Update everything from "None of the" down to "not testified to." in the train accident testimony, putting "flagman" in place of "brakeman", and write that portion out again.

# TEXT
○ ○ ○
None of the witnesses testified to the speed of the train at the time. The engineer, however, testified that he sped up the train as much as possible in order to get by the switch in the least time, when he had to slow up for the brakeman. He testified, however, that he could not have stopped the train in 75 feet at the rate of speed it was going when the fireman gave him the warning. With regard to ability to stop the train, he testified that if everything is favorable you should stop a train quicker when it has a large number of cars than a small number of cars; that it is harder to get a heavy train started and easier to get it stopped than a light one; that it is harder to start and easier to stop on a curve, and, of course, easier to start and harder to stop on a down grade. The grade at this point was slightly down, but the extent of the grade is not testified to.

Defendant's civil engineer gave the distance from the switch stand to the frog as *239 87 1/2 feet. Copass was clad in khaki trousers and a blue shirt. He testified that he was sitting oil the frog, and this testimony is corroborated by one Payton, who was at the time a watchman for the S. P., and when the accident happened was on the north side of the track west of the roadway. He did not see Copass on the track, but afterwards examined the premises and found part of a shoe just by the frog, and found the ground somewhat torn up immediately east of the frog, between the rails of the two roads. This witness further testified:

"I did not see the accident, but I did hear of it that night. The first that I knew that a man was run over, I heard some hallooing, but I thought it was some one on the inside, and the first I knew of it was when the fireman came to me and asked me if I had seen anybody — if I had seen anybody loitering around there — and he asked me how they were dressed, and I told him I had seen three or four; and he asked me if I had seen a man dressed in khaki; and I told him `Yes'; and he wanted me to go down to identify the man, and I went down with him. I said, `My God! you didn't run over a man as light as it was, and as slow as you were going; couldn't you see him?' and he said, `Yes; I saw him, but I thought it was a yellow dog.'"

The claim agent of defendant made a test with the engine in question shortly after the accident. This test was made at night under conditions in which it was sought to reproduce as near as possible the situation at the time of the accident. The claim agent and another employé of defendant had two or three days after the accident gone out to the place where it occurred, and found blood and pieces of clothing on and near the south rail of defendant's line 23 feet east of the frog, from which they concluded that Copass was sitting at that point when he was hurt. They placed a boy who was somewhat smaller than Copass at this point, and had him sit down upon the rail with his head between his knees. This boy was dressed in dark clothes. The engine was then moved east from just west of the roadway. Three persons were placed at different times in the fireman's and engineer's seats. These were W. H. Thaxton, C. E. Leonard, city engineer of Austin, and Harry Nolen, a civil engineer. Thaxton made two tests from the fireman's seat. In the first test the front of the engine or running board cut off his view of the boy when he was 41 feet west of the switch stand. In the second test by him the boy was shut off from view 34 feet from the switch stand. Leonard and Nolen testified that the boy passed out of their view at 47 feet west of the switch stand. This difference is explained by the witnesses as resulting from a slightly different position of the eye of the observer. Thaxton, it appears, was somewhat taller than the other witnesses, and it was in evidence that the fireman was somewhat taller than Thaxton. All three of these witnesses, however, testified that at no time could either the frog or the boy be seen from the engineer's side of the engine. Both Thaxton and Leonard testified that from the point where the engine started to the point where the view was cut off by the front of the engine the boy seated 23 feet east of the frog was in perfect view from the fireman's box, his form was lit up by the engine headlight, and they could clearly distinguish at all times while he was in view that he was a human being; that the outlines of his figure were distinctly visible. Nolen's testimony was to the same effect, except that he could not tell that the figure was a human being, although it was plainly in view.
○ ○ ○
# SUPPLIED MATERIAL
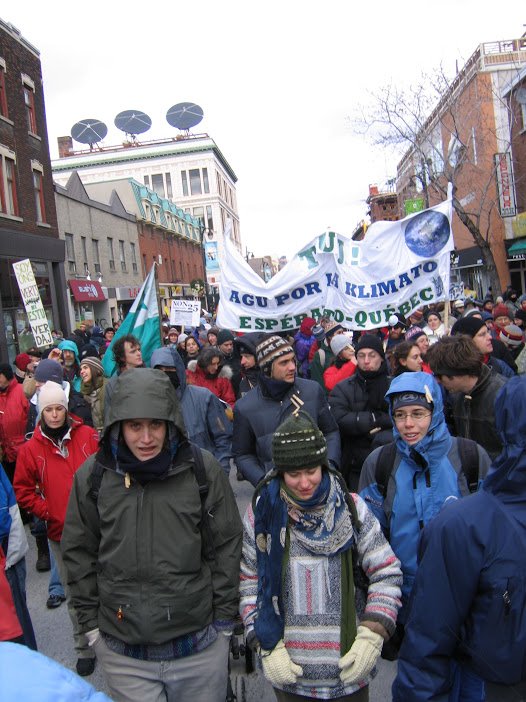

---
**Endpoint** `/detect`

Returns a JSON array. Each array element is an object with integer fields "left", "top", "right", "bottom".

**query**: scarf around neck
○ ○ ○
# RIGHT ANSWER
None of the witnesses testified to the speed of the train at the time. The engineer, however, testified that he sped up the train as much as possible in order to get by the switch in the least time, when he had to slow up for the flagman. He testified, however, that he could not have stopped the train in 75 feet at the rate of speed it was going when the fireman gave him the warning. With regard to ability to stop the train, he testified that if everything is favorable you should stop a train quicker when it has a large number of cars than a small number of cars; that it is harder to get a heavy train started and easier to get it stopped than a light one; that it is harder to start and easier to stop on a curve, and, of course, easier to start and harder to stop on a down grade. The grade at this point was slightly down, but the extent of the grade is not testified to.